Written instruction: Output every line of the material exactly, omitting images.

Coordinate annotation entries
:::::
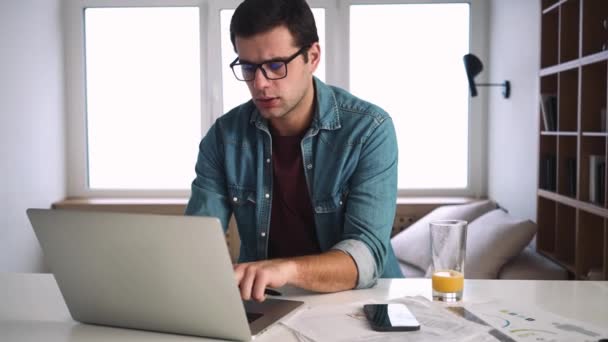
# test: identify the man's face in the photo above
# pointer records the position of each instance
(287, 97)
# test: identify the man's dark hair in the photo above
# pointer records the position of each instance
(258, 16)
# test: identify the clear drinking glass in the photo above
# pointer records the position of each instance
(448, 247)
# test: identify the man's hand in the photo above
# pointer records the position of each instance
(254, 277)
(327, 272)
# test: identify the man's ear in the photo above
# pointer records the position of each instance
(314, 56)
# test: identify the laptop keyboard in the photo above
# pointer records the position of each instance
(252, 316)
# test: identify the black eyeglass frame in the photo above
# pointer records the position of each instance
(257, 66)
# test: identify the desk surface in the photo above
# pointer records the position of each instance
(32, 308)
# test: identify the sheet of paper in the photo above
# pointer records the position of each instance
(347, 322)
(533, 324)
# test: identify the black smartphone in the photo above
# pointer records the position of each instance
(390, 317)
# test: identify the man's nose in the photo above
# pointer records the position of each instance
(260, 81)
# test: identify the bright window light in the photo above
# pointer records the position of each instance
(143, 97)
(236, 92)
(407, 58)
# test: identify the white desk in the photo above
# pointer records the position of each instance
(32, 309)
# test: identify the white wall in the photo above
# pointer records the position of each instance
(514, 54)
(31, 124)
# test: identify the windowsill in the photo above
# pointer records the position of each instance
(178, 205)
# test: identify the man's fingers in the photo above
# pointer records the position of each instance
(262, 278)
(246, 282)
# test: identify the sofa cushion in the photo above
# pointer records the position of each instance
(531, 265)
(410, 271)
(492, 240)
(413, 245)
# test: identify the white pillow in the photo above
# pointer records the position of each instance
(413, 245)
(492, 240)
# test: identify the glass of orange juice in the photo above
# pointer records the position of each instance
(448, 247)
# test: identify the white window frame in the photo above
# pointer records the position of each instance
(337, 73)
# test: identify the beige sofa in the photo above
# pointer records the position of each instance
(499, 246)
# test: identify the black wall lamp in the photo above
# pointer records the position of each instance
(473, 67)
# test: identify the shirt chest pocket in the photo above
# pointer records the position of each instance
(244, 207)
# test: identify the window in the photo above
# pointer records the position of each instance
(141, 95)
(425, 93)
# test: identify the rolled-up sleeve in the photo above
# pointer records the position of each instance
(371, 204)
(364, 260)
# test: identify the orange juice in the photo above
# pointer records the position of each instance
(448, 281)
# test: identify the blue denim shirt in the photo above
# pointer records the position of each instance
(349, 158)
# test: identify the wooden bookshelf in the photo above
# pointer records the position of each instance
(572, 213)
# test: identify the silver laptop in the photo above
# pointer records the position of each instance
(153, 272)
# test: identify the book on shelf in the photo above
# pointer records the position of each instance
(597, 178)
(548, 108)
(548, 172)
(571, 177)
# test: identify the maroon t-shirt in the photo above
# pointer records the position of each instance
(292, 224)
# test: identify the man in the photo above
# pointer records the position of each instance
(309, 170)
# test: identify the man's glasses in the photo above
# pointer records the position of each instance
:::::
Solution for this task:
# test: identify the man's face in the photo above
# pointer records the position of each instance
(287, 97)
# test: identify the man's dark hair in the photo above
# pointer records the position of each instance
(258, 16)
# test: identify the clear drinking glass in the photo above
# pointer records the position of each instance
(448, 247)
# test: identify the man's hand in the photo above
# pointer records the position of each instance
(254, 277)
(327, 272)
# test: identify the man's ear in the photo above
# pointer records the position of each instance
(314, 56)
# test: identify the laptop keyboard in the photo above
# pointer records the position of each instance
(252, 316)
# test: identify the black eyeglass frame in the photo above
# pointer records the position of each instance
(257, 66)
# test: identify the desk surface in the photo above
# pointer records the position of each instance
(32, 308)
# test: identify the sheet of paper in the photo above
# pointer records the position of each instance
(347, 322)
(533, 324)
# test: identify the black smartphone in the photo above
# pointer records the position of each instance
(390, 317)
# test: identify the man's nose in the photo above
# pointer records the position of each instance
(260, 81)
# test: identify the bright window light in the photo above
# pointer records the position of each instance
(143, 97)
(236, 92)
(407, 58)
# test: identify the white desk in the photo above
# pointer records the position of each instance
(32, 309)
# test: identify the white wall in the photo above
# pointer records the position of each instance
(514, 54)
(31, 124)
# test: identify the windowsill in the photo above
# pointer records the position of each instance
(178, 205)
# test: identify the man's fingers in the photo above
# pointer records the position of each instance
(262, 278)
(246, 282)
# test: identify the sofa cushion in the photo above
# pointer records the position of each instance
(531, 265)
(410, 271)
(492, 240)
(413, 245)
# test: identify the white pillow in the photo above
# pointer records the position of each instance
(413, 245)
(492, 240)
# test: identify the glass of orange juice in the photo above
# pointer records the position of each instance
(448, 247)
# test: identify the white window frame in the photo above
# pointer records the position of each instance
(337, 73)
# test: identify the beige sofa in the photo above
# pointer records the position of each instance
(499, 246)
# test: identify the black wall lamp in the photo above
# pointer records the position of each instance
(473, 67)
# test: identify the shirt chest pocket in the photo above
# pointer records the position of each instance
(244, 207)
# test: identify the window in the photo above
# pointer records the position of each instance
(141, 95)
(425, 93)
# test: identify the rolled-up sleeve in the photo above
# pointer records the position of each instance
(371, 204)
(364, 260)
# test: identify the orange juice in the photo above
# pointer records the position of each instance
(448, 281)
# test: identify the blue denim shirt in the photo above
# pointer records the position of each instance
(349, 158)
# test: identify the wooden bookshelf in the photo above
# pointer records the position of each instance
(572, 213)
# test: identify the silver laptop in the photo above
# pointer records the position of each instance
(153, 272)
# test: identify the book on shelf in the photo above
# pointer records the position of each instance
(597, 178)
(548, 108)
(548, 172)
(571, 177)
# test: identify the maroon t-shirt in the photo above
# pointer records the position of each instance
(292, 224)
# test: identify the man in the photo above
# pointer records the position of each instance
(309, 170)
# test: identify the man's glasses in the photo above
# pointer records the position of each instance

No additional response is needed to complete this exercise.